GOAL OF THE EXERCISE: From the records below, print exactly the lines starting at the one containing "the race car tire" and ending at the one containing "TARGET = person standing by car", ends included, and nothing else.

(Point-per-instance localization data)
*****

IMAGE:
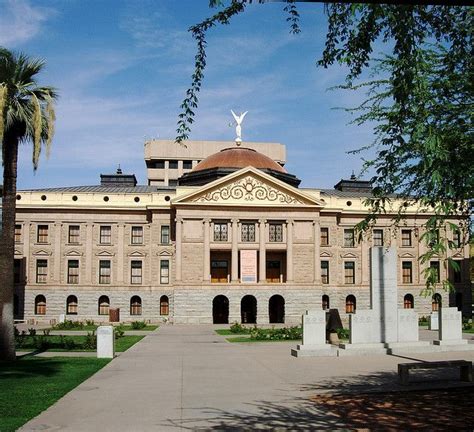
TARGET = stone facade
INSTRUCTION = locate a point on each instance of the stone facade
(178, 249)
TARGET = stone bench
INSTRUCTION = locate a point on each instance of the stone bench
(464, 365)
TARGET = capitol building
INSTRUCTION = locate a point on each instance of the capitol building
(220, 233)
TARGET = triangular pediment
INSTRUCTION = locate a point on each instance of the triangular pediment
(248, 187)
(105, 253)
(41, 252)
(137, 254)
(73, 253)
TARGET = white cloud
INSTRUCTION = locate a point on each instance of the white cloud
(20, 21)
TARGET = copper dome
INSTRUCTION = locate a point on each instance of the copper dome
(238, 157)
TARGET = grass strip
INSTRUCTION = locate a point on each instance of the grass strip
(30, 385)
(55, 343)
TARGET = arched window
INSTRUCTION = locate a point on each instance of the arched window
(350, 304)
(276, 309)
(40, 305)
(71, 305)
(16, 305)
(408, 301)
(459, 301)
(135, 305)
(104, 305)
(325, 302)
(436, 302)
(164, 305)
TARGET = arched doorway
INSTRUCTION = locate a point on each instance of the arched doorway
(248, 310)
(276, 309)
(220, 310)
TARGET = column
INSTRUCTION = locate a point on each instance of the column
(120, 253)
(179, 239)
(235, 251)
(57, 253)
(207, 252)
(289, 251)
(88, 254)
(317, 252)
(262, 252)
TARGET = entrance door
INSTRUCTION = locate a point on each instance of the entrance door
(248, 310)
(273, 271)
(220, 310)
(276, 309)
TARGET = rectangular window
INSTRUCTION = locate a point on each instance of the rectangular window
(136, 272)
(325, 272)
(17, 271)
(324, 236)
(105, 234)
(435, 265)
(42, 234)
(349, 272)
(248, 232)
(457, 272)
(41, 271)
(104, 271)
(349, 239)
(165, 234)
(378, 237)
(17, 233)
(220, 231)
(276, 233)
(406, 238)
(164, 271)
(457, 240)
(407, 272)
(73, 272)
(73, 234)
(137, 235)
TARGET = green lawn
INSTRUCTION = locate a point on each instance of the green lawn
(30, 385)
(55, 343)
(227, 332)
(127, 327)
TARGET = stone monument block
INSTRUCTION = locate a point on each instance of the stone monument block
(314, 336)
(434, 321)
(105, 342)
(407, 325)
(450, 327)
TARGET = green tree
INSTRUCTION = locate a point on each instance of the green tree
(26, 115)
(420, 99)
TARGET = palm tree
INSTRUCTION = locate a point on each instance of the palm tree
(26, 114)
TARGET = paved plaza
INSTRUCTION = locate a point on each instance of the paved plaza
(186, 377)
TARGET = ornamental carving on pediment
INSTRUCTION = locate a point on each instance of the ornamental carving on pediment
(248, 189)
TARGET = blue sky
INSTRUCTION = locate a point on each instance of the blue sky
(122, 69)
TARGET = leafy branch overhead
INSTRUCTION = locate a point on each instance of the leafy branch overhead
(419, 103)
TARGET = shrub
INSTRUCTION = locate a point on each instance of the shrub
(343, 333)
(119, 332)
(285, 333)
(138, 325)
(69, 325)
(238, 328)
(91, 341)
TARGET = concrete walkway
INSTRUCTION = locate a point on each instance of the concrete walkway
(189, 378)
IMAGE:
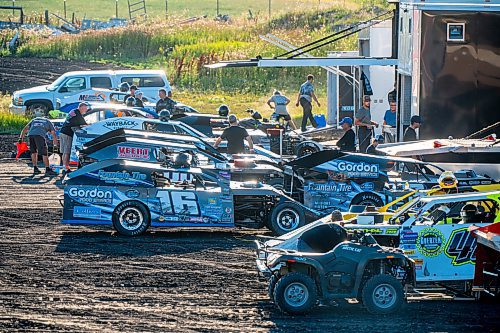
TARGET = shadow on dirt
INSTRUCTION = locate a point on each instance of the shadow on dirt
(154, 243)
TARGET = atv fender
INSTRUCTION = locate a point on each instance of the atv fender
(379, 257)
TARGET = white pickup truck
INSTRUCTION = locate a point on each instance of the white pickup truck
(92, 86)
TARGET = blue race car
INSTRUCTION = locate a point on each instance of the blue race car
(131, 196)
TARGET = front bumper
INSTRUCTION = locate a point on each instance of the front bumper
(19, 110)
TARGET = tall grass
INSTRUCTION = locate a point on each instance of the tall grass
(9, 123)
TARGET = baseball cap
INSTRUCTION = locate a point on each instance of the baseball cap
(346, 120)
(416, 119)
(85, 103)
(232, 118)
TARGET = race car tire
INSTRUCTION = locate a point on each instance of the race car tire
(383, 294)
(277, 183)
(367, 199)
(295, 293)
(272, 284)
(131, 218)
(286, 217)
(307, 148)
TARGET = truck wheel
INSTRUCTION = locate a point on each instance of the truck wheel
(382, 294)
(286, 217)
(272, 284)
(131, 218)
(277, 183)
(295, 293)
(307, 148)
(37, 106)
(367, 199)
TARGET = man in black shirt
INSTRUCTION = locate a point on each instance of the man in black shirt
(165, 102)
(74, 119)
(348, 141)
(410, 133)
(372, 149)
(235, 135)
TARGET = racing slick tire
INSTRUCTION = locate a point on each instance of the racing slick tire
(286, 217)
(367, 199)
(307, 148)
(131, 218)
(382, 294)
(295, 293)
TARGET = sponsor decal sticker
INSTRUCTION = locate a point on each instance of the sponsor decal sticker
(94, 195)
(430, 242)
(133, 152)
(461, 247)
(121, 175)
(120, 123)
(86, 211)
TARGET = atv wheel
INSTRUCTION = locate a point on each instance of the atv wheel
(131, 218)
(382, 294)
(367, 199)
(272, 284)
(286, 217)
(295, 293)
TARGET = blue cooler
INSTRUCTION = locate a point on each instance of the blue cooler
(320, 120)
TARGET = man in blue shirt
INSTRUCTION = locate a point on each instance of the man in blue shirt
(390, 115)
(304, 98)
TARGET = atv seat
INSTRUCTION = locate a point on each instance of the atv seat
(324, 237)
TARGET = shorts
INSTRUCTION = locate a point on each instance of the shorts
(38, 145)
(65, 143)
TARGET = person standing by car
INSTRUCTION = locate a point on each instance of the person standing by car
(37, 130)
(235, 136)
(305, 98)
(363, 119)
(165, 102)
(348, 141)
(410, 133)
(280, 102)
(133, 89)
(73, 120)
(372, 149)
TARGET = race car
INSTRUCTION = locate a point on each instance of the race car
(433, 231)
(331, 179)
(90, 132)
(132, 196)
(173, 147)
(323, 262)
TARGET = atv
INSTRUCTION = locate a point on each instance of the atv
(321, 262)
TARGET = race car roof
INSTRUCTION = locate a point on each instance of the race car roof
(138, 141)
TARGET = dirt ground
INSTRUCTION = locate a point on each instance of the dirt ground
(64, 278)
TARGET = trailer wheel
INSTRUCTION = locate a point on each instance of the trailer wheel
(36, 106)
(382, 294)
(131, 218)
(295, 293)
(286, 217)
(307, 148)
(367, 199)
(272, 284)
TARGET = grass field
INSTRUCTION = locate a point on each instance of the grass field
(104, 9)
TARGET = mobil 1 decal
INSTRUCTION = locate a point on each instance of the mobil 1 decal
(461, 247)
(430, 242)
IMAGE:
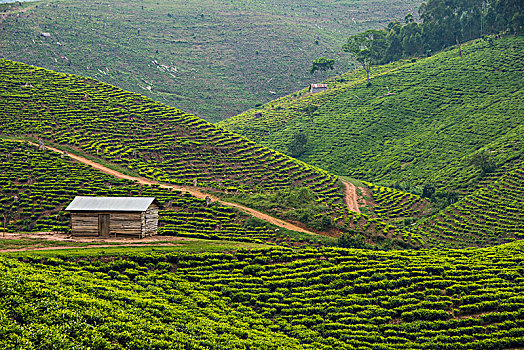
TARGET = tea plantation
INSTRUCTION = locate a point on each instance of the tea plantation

*****

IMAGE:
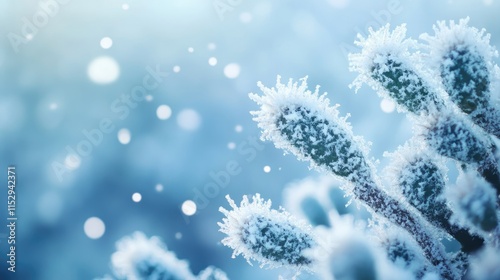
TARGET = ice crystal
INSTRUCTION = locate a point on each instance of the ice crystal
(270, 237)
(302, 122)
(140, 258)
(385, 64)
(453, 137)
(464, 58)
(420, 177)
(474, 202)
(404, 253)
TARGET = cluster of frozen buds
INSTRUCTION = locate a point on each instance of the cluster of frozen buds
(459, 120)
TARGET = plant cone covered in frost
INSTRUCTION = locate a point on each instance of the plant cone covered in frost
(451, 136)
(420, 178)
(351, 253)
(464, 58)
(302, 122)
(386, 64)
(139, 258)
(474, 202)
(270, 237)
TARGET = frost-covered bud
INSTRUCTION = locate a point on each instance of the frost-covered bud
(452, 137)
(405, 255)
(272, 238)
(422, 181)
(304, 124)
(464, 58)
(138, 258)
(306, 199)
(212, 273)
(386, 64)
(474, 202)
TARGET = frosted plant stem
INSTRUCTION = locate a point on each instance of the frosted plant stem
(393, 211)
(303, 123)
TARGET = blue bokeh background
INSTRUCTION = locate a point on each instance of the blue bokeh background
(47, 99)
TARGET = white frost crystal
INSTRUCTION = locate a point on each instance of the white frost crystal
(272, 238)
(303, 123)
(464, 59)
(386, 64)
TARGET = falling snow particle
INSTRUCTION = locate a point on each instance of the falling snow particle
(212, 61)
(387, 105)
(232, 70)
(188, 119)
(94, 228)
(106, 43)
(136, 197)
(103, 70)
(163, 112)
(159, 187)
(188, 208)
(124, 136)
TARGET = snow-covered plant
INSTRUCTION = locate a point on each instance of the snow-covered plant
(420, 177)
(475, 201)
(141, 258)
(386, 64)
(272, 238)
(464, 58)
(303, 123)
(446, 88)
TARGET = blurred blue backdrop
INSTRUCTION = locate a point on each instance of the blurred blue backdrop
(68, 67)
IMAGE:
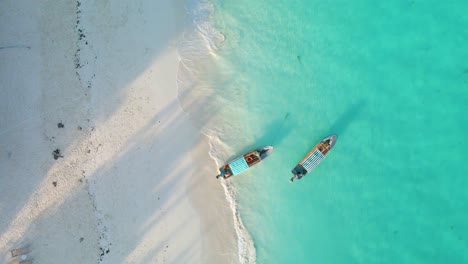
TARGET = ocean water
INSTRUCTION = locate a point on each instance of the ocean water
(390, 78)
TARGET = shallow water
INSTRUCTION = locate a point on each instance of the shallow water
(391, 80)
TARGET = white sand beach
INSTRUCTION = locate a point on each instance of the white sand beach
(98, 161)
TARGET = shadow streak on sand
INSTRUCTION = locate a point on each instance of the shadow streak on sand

*****

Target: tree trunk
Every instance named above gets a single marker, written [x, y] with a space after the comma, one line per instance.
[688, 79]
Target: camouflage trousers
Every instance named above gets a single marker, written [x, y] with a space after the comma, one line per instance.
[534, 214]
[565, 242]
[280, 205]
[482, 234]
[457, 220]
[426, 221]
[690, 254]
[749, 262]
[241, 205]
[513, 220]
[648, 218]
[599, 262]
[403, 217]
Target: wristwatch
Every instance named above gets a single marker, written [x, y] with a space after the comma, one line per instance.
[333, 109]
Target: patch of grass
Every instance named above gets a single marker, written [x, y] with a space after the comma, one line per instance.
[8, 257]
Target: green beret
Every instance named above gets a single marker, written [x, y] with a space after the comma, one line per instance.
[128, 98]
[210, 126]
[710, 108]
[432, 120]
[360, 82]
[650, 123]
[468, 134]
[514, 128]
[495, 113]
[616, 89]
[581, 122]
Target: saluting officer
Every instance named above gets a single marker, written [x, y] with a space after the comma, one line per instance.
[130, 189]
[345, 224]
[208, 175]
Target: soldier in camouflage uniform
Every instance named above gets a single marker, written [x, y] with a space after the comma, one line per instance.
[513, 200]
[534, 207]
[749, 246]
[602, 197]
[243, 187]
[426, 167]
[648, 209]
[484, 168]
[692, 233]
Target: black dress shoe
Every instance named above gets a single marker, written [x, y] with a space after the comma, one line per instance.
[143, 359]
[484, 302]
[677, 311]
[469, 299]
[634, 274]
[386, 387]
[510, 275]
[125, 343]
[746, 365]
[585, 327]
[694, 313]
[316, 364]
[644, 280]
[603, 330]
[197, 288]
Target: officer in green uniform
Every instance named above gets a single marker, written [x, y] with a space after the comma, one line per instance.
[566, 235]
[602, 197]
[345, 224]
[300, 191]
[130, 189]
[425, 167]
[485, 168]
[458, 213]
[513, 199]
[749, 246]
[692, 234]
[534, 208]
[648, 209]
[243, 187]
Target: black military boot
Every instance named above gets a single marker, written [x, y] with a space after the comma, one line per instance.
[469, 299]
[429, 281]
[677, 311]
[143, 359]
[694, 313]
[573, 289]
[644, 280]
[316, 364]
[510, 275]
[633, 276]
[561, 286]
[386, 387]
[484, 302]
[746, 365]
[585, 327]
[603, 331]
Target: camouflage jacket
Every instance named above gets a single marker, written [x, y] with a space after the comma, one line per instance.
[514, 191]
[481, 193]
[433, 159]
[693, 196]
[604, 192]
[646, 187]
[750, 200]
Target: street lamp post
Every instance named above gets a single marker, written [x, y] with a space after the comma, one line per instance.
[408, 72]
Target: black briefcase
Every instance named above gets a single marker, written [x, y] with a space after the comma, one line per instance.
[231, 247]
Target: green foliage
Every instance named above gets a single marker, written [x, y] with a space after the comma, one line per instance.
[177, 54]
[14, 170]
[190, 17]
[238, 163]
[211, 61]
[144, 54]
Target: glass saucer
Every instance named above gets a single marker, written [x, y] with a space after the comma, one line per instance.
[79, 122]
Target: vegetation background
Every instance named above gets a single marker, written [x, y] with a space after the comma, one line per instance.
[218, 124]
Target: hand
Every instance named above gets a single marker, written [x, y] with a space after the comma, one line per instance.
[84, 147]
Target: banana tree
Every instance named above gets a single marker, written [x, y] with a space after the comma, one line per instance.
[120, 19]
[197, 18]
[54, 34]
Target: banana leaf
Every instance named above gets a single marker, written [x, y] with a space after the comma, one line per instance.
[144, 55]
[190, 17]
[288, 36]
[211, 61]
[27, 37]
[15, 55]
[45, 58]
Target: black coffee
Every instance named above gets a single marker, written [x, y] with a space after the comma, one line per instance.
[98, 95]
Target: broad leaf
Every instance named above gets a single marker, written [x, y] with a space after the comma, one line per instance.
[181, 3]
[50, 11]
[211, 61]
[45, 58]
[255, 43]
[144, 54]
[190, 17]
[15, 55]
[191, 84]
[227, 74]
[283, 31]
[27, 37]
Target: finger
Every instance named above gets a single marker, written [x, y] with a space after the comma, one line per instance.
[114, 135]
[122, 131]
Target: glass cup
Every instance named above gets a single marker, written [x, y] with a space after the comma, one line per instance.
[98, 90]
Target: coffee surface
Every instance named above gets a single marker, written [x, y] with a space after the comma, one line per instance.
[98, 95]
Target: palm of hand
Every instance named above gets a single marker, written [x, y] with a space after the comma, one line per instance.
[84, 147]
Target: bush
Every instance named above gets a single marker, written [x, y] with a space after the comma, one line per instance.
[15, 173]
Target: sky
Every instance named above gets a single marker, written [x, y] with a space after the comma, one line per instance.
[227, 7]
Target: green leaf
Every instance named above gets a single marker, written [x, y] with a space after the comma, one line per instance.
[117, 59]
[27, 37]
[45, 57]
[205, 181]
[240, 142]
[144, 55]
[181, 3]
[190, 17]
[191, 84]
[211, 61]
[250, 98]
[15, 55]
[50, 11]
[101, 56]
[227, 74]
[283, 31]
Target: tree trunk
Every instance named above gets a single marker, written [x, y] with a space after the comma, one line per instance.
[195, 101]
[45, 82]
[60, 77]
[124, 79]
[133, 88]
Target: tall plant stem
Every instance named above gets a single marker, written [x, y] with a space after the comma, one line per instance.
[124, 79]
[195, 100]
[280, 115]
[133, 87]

*****

TASK RESPONSE:
INSTRUCTION = locate a point on each instance of the race car tire
(383, 294)
(277, 183)
(367, 199)
(295, 293)
(272, 284)
(131, 218)
(286, 217)
(307, 148)
TARGET = truck wheel
INSTRUCTION = locate a point on each instance of the truck wheel
(382, 294)
(286, 217)
(272, 284)
(131, 218)
(277, 183)
(295, 293)
(307, 148)
(37, 106)
(367, 199)
TARGET = man in black shirt
INSTRUCTION = locate a point on each instance of the man in black shirt
(165, 102)
(74, 119)
(348, 141)
(410, 133)
(372, 149)
(235, 135)
TARGET = racing slick tire
INSTRUCTION = locate a point on each instance of the racing slick tire
(286, 217)
(367, 199)
(307, 148)
(131, 218)
(382, 294)
(295, 293)
TARGET = sponsor decal sticker
INSTRUCTION = locate a point on each instance of the sponsor decal sticker
(94, 195)
(430, 242)
(133, 152)
(461, 247)
(121, 175)
(120, 123)
(86, 211)
TARGET = atv wheel
INSTRUCTION = locate a point on each instance of the atv wheel
(131, 218)
(382, 294)
(367, 199)
(272, 284)
(286, 217)
(295, 293)
TARGET = blue cooler
INSTRUCTION = locate a point on each instance of the blue cooler
(320, 120)
TARGET = man in blue shirt
INSTRUCTION = locate a point on each instance of the man in blue shirt
(390, 115)
(304, 98)
TARGET = atv seat
INSTRUCTION = locate a point on each instance of the atv seat
(324, 237)
TARGET = shorts
INSTRUCTION = locate a point on each instance of the shorts
(38, 145)
(65, 143)
TARGET = person standing by car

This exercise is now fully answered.